▶ **TREŚĆ ZADANIA**: Zwróć bez żadnych zmian wiersze danych od wiersza zawierającego "Note: for every instance of the curved" aż do końca danych, oba krańce włącznie.

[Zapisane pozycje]
....
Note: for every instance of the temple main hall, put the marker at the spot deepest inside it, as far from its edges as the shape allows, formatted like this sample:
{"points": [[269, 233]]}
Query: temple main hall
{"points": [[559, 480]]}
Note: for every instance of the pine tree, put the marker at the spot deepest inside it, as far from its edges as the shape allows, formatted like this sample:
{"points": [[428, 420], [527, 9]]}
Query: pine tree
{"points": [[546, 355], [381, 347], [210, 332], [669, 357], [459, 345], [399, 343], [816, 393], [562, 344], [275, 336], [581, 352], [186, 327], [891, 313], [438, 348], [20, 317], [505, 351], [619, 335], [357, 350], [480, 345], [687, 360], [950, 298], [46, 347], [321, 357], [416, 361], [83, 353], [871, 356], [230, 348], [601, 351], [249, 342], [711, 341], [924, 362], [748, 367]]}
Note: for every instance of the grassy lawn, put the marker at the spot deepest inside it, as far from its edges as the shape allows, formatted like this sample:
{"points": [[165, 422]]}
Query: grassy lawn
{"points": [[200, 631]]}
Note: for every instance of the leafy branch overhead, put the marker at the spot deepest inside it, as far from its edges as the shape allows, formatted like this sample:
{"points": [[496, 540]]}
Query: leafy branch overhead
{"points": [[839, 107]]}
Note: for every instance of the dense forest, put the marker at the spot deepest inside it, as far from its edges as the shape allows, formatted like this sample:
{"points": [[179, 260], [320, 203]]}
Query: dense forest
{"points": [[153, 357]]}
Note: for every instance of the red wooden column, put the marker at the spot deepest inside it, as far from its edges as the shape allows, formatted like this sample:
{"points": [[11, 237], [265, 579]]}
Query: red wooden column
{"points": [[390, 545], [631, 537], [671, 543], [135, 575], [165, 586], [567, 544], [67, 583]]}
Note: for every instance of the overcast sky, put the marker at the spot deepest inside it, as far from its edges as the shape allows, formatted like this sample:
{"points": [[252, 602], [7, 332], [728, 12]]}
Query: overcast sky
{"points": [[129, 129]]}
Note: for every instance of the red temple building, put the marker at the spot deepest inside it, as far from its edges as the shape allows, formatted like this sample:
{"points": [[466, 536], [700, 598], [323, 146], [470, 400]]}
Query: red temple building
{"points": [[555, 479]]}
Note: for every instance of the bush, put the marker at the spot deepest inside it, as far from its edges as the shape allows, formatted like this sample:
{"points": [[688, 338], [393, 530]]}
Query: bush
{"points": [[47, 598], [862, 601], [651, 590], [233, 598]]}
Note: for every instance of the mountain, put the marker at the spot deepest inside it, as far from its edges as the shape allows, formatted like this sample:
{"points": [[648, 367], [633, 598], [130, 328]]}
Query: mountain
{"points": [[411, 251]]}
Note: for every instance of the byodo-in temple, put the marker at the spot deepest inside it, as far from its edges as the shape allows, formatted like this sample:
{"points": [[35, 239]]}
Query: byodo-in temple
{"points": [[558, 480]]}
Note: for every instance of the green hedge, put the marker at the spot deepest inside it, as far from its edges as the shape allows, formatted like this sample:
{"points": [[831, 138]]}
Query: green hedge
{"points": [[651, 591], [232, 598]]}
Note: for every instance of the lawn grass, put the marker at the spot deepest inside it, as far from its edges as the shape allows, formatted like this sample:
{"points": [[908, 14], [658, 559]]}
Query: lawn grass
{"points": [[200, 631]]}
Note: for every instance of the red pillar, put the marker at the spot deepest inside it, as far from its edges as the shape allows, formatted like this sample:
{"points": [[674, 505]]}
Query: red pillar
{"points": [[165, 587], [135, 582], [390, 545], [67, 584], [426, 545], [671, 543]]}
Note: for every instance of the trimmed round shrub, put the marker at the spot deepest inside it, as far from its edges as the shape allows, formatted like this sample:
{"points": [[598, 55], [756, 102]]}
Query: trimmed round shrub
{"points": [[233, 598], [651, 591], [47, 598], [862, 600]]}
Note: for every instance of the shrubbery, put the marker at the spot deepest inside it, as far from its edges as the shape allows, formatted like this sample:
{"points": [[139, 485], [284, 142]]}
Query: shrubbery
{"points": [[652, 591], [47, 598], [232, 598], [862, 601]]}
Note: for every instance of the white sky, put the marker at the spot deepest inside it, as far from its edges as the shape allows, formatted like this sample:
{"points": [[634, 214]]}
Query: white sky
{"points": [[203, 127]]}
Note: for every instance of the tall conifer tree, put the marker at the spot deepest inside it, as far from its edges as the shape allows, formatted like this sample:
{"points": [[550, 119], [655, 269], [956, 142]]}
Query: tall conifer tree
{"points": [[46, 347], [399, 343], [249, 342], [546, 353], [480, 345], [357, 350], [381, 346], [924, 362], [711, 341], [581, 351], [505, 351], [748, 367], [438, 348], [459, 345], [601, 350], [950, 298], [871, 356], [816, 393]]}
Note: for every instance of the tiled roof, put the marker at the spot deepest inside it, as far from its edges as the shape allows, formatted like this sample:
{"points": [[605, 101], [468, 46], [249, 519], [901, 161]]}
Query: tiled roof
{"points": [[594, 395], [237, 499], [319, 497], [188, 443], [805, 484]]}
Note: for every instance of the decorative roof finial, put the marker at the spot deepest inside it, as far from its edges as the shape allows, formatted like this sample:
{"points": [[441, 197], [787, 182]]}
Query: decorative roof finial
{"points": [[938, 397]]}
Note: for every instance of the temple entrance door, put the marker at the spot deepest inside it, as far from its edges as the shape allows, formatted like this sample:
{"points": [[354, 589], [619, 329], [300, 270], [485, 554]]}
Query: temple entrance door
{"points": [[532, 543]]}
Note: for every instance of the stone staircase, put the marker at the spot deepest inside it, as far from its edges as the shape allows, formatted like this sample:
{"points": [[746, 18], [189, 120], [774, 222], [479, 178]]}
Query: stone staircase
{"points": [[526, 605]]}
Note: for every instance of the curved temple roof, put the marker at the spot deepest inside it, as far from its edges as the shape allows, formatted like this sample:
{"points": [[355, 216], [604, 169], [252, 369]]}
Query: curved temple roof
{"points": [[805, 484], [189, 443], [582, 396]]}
....
▶ **ROZWIĄZANIE**:
Note: for every instance of the curved temple roof, put the marker at the spot deepest inside it, as far from its edges as the shape allows, formatted like this sample:
{"points": [[355, 216], [604, 169], [252, 369]]}
Query: curved temple roof
{"points": [[805, 484], [189, 443], [582, 396]]}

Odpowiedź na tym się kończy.